● **Given request**
Rewrite the data below, substituting "occurrence" for each occurrence of "instance" and leaving everything else unchanged.

==================================================

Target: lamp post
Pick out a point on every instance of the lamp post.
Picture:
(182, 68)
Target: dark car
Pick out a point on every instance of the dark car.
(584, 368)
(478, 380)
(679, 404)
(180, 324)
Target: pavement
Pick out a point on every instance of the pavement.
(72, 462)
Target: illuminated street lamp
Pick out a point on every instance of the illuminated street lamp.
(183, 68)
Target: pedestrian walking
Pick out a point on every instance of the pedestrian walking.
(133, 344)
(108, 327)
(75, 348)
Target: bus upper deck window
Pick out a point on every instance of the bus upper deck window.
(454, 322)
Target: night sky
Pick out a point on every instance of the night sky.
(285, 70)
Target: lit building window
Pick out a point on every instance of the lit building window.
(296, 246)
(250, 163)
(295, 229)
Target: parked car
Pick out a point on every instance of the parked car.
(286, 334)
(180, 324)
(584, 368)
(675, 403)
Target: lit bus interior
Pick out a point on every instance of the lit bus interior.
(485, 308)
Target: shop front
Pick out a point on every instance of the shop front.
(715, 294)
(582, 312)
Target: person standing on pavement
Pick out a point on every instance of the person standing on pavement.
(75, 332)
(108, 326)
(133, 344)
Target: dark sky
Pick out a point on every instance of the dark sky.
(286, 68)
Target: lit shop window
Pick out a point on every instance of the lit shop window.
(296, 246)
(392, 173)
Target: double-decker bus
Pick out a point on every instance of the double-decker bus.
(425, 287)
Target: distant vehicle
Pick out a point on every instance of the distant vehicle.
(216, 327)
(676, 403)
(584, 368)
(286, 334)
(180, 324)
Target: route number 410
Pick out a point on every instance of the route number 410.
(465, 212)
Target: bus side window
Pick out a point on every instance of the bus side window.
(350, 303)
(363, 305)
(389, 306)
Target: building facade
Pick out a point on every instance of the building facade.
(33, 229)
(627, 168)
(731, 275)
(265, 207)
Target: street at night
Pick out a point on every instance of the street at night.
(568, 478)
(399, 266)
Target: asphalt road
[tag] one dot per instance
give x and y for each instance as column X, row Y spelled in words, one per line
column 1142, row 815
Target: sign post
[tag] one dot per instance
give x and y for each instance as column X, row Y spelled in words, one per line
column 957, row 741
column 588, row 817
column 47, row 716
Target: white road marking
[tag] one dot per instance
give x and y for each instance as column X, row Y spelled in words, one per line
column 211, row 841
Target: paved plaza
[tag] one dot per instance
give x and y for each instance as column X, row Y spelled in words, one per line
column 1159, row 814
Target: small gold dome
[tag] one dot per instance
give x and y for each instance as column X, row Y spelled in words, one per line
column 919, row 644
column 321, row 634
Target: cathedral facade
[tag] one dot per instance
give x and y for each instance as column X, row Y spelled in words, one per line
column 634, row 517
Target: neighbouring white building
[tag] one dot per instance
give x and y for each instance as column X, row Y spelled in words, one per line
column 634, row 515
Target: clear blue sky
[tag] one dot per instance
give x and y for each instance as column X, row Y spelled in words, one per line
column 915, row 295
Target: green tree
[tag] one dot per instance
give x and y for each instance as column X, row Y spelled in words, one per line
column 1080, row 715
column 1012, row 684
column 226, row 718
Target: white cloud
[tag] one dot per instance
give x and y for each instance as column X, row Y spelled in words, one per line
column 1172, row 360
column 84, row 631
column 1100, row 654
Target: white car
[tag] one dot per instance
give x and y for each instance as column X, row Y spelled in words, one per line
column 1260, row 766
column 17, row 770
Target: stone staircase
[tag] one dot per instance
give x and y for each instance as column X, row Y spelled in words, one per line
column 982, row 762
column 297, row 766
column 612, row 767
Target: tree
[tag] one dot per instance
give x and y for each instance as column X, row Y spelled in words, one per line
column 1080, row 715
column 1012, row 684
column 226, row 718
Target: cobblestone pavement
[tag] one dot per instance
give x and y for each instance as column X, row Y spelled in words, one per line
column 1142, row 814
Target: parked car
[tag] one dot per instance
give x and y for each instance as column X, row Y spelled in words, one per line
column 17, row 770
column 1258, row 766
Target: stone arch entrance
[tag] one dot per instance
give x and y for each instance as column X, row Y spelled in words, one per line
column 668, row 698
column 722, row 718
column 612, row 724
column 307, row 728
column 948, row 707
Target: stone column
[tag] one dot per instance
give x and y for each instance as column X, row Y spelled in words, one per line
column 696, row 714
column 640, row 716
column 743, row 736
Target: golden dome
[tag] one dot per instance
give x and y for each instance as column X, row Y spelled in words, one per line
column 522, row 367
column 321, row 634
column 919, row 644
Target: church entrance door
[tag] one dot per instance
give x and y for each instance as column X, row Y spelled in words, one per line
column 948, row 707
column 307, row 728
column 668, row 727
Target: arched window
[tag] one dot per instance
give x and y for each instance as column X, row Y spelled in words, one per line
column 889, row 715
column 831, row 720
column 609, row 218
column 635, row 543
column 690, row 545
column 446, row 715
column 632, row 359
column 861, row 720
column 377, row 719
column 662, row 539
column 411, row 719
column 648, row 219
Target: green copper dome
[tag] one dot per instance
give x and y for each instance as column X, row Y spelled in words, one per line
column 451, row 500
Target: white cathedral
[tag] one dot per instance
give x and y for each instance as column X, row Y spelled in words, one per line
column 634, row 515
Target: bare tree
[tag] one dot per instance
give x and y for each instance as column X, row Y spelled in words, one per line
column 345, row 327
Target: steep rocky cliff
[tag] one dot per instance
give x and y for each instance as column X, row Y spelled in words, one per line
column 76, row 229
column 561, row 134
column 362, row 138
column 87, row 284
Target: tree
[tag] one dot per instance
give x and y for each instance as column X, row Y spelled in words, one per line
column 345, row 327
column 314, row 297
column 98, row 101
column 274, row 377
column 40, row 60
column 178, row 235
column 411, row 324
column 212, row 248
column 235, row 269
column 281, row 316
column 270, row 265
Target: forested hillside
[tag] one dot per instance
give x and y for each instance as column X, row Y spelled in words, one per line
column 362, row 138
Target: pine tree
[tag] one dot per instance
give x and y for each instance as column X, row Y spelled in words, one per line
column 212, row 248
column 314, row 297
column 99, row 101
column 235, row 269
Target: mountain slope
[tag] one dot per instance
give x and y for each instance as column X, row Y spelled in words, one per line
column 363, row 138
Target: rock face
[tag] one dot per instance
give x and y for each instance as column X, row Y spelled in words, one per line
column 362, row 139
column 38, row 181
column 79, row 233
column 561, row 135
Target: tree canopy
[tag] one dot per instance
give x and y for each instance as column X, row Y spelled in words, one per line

==================================================

● **Written solution**
Target: lamp post
Pick out a point on every occurrence of the lamp post.
Picture:
(182, 68)
Target: dark car
Pick out a point on every occurrence of the dark car.
(584, 368)
(478, 380)
(679, 404)
(180, 324)
Target: pavement
Pick out a point on every occurrence of the pavement.
(72, 462)
Target: illuminated street lamp
Pick out a point on every occurrence of the illuminated street lamp.
(183, 68)
Target: pedestrian walking
Pick out a point on every occurrence of the pedestrian walking.
(133, 344)
(108, 327)
(75, 348)
Target: bus upper deck window
Pick out a point on every occurrence of the bus upper deck window.
(454, 322)
Target: night sky
Pick out a point on every occurrence of the night sky.
(285, 70)
Target: lit building window
Pick out a point on every occurrence of the lit building window.
(296, 246)
(250, 163)
(295, 229)
Target: parked car
Pick out a point on every occurrence of the parked car.
(286, 334)
(180, 324)
(584, 368)
(675, 403)
Target: lit bus interior
Pick out a point on every occurrence of the lit bus interior.
(485, 308)
Target: shop front
Pick out a point on every occurrence of the shop front.
(715, 294)
(582, 312)
Target: person standing on pavement
Pick out a point on every occurrence of the person standing on pavement.
(75, 332)
(108, 326)
(133, 344)
Target: dark sky
Pick out a point on every occurrence of the dark sky.
(286, 68)
Target: lit shop window
Pick out a point on every occurrence of the lit shop window.
(296, 246)
(392, 173)
Target: double-decker bus
Pick out a point on every occurrence of the double-decker bus.
(425, 287)
Target: distant vehicle
Pick out a point on every occurrence of the distant vehicle.
(216, 327)
(676, 403)
(584, 368)
(286, 334)
(180, 324)
Target: route number 410
Pick out a point on every occurrence of the route number 410.
(465, 212)
Target: bus side window
Pick out a point on every occurrence of the bus side window.
(350, 303)
(363, 305)
(389, 306)
Target: building facade
Pick out a point on every occurrence of the building facade.
(33, 229)
(627, 168)
(731, 275)
(265, 207)
Target: street at night
Pick out a point on every occurrence of the street at night.
(568, 478)
(399, 266)
Target: asphalt road
[tag] one dot per occurrence
give x and y for each occurrence as column X, row Y spelled in words, one per line
column 1142, row 815
Target: sign post
[tag] one dot per occurrence
give x and y for each occurrence as column X, row Y spelled in words, one per line
column 957, row 741
column 588, row 817
column 47, row 716
Target: white road marking
[tag] one dot per occurrence
give x and y for each occurrence as column X, row Y spelled in words, one per line
column 211, row 841
Target: paved plaza
[tag] one dot per occurrence
give x and y for each occurrence as column X, row Y spelled in words, one per line
column 1159, row 814
Target: small gold dome
[tag] one dot per occurrence
give x and y for each occurrence as column X, row Y spelled in words, one per line
column 919, row 644
column 321, row 634
Target: cathedral facade
[tag] one dot per occurrence
give x and y for each occurrence as column X, row Y spelled in words, one per line
column 634, row 517
Target: neighbouring white building
[tag] one dot per occurrence
give x and y for each occurrence as column X, row Y spelled in words, one per line
column 634, row 515
Target: clear blue sky
[tag] one dot per occurrence
give x and y for each occurrence as column X, row Y spelled in words, one per line
column 915, row 295
Target: green tree
[tag] one dot per occurrence
give x and y for each occurrence as column X, row Y spelled in words, one per line
column 1080, row 715
column 1012, row 684
column 226, row 718
Target: white cloud
[tag] one dot per occurrence
give x and y for each occurrence as column X, row Y spelled in words, one per line
column 1172, row 360
column 84, row 631
column 1100, row 654
Target: white car
[tag] one dot per occurrence
give x and y for each occurrence as column X, row Y spelled in words, one per line
column 1260, row 766
column 17, row 770
Target: stone staircase
[tag] one dot per occurrence
give x and y for each occurrence as column X, row Y spelled in words, one per line
column 982, row 762
column 297, row 766
column 612, row 767
Target: tree
[tag] one dot per occurrence
give x and y for each occurrence as column X, row Y spelled in words, one per line
column 1080, row 715
column 1012, row 684
column 226, row 718
Target: cobblestone pavement
[tag] one dot per occurrence
give x and y for each occurrence as column X, row Y spelled in words, one per line
column 1142, row 814
Target: parked car
[tag] one dot per occurrence
give x and y for each occurrence as column X, row Y spelled in words, one per line
column 17, row 770
column 1258, row 766
Target: stone arch entrance
[tag] one dot per occurrence
give x and y for each occurrence as column X, row Y spelled in words, one per line
column 668, row 698
column 722, row 718
column 612, row 724
column 307, row 728
column 948, row 707
Target: stone column
[tag] one dot per occurrence
give x and y for each occurrence as column X, row Y spelled in words, one per line
column 696, row 714
column 640, row 716
column 743, row 736
Target: golden dome
[tag] one dot per occurrence
give x and y for each occurrence as column X, row Y spelled in words, one per line
column 522, row 367
column 321, row 634
column 919, row 644
Target: church entrance door
[tag] one dot per occurrence
give x and y for each occurrence as column X, row Y spelled in words, one per line
column 948, row 707
column 307, row 728
column 668, row 727
Target: arched window
[tag] one dot per occurrence
give x and y for each occurrence as column X, row Y spelled in words, one per line
column 889, row 715
column 831, row 720
column 609, row 218
column 635, row 543
column 690, row 545
column 446, row 715
column 632, row 359
column 861, row 720
column 377, row 719
column 662, row 539
column 411, row 719
column 648, row 219
Target: green copper dome
[tag] one dot per occurrence
give x and y for each occurrence as column X, row Y spelled in words, one per line
column 451, row 500
Target: white cathedral
[tag] one dot per occurrence
give x and y for each occurrence as column X, row Y spelled in words, one per line
column 634, row 515
Target: bare tree
[tag] one dot per occurrence
give x and y for each occurrence as column X, row Y spelled in words, one per line
column 345, row 327
Target: steep rocky cliff
[tag] one dot per occurrence
give x and y for each occurrence as column X, row Y spelled in words, one per line
column 76, row 229
column 561, row 134
column 362, row 138
column 87, row 284
Target: tree
[tag] one dot per occurrence
give x and y for each occurrence as column X, row Y spelled in words, one per line
column 345, row 327
column 314, row 297
column 98, row 101
column 274, row 377
column 40, row 60
column 178, row 235
column 411, row 324
column 212, row 248
column 235, row 269
column 281, row 316
column 270, row 265
Target: forested hillside
[tag] one dot per occurrence
give x and y for each occurrence as column X, row Y spelled in words, one per line
column 362, row 138
Target: pine tree
[tag] one dot per occurrence
give x and y for each occurrence as column X, row Y spelled in words, one per line
column 212, row 248
column 314, row 297
column 99, row 101
column 235, row 269
Target: mountain slope
[tag] one dot per occurrence
give x and y for each occurrence as column X, row Y spelled in words, one per line
column 363, row 138
Target: rock face
[tag] one dot per occurrence
give x and y for each occurrence as column X, row Y spelled in words, one per line
column 362, row 139
column 38, row 181
column 79, row 233
column 561, row 135
Target: tree canopy
[tag] one dot per occurrence
give x and y for each occurrence as column X, row Y spelled in words, one per line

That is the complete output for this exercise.